◆ Article ◆
Beadwork is the art or craft of attaching beads to one another by stringing them onto a thread or thin wire with a sewing or beading needle or sewing them to cloth. Beads are produced in a diverse range of materials, shapes, and sizes, and vary by the kind of art produced. Most often, beadwork is a form of personal adornment (e.g. jewelry), but it also commonly makes up other artworks.

Beadwork techniques are broadly divided into several categories, including loom and off-loom weaving, stringing, bead embroidery, bead crochet, bead knitting, and bead tatting.

Ancient beading 

The art of creating and utilizing beads is ancient, and ostrich shell beads discovered in Africa can be carbon-dated to 10,000 BC. Faience beads, a type of ceramic created by mixing powdered clays, lime, soda, and silica sand with water until a paste forms, then molding it around a stick or straw and firing until hard, were notably used in ancient Egyptian jewelry from the First Dynasty (beginning in the early Bronze Age) onward. Faience and other ceramic beads with vitrified quartz coatings predate pure glass beads.

◆ Exercise instructions ◆
(a) According to the beadwork passage, what kinds of beads predate pure glass beads?
(b) Copy the stretch of the beadwork passage from "Beadwork is the" through "and bead tatting." without changing a word.

◆ Provided material ◆
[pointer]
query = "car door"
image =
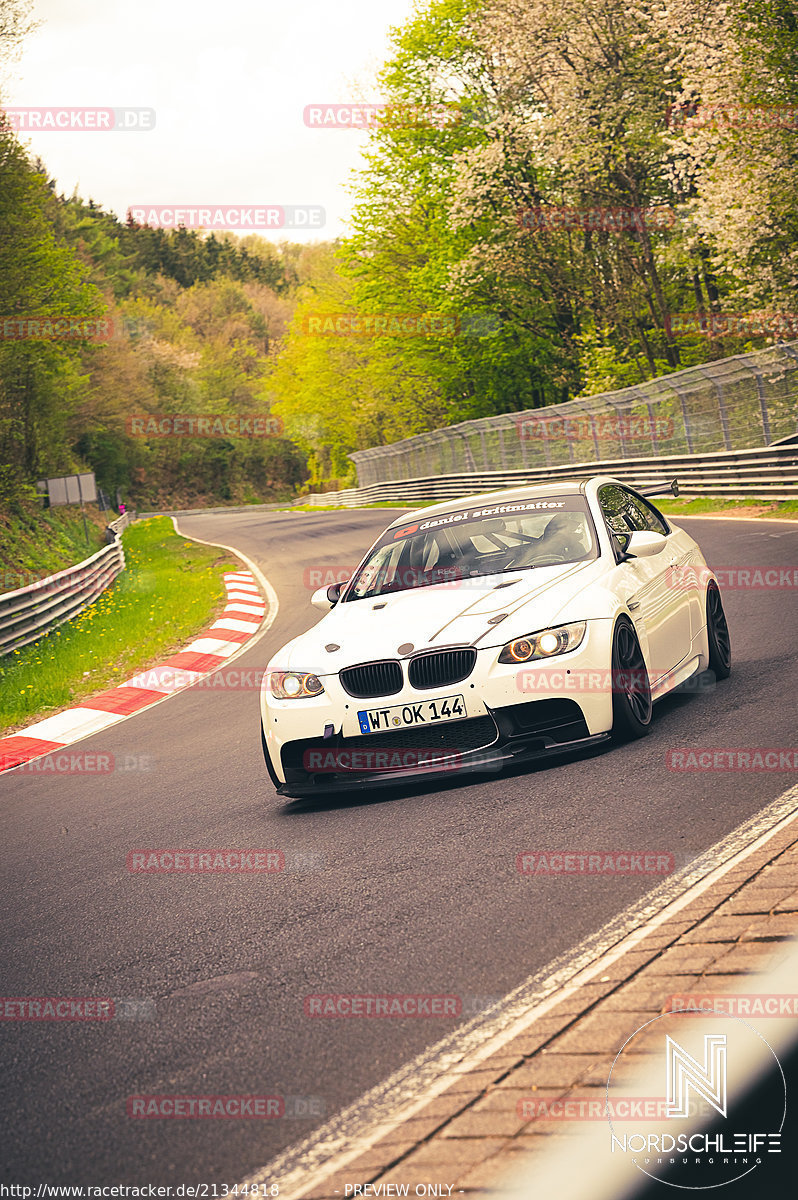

◆ Worked solutions ◆
(a) Faience and other ceramic beads with vitrified quartz coatings.

(b)
Beadwork is the art or craft of attaching beads to one another by stringing them onto a thread or thin wire with a sewing or beading needle or sewing them to cloth. Beads are produced in a diverse range of materials, shapes, and sizes, and vary by the kind of art produced. Most often, beadwork is a form of personal adornment (e.g. jewelry), but it also commonly makes up other artworks.

Beadwork techniques are broadly divided into several categories, including loom and off-loom weaving, stringing, bead embroidery, bead crochet, bead knitting, and bead tatting.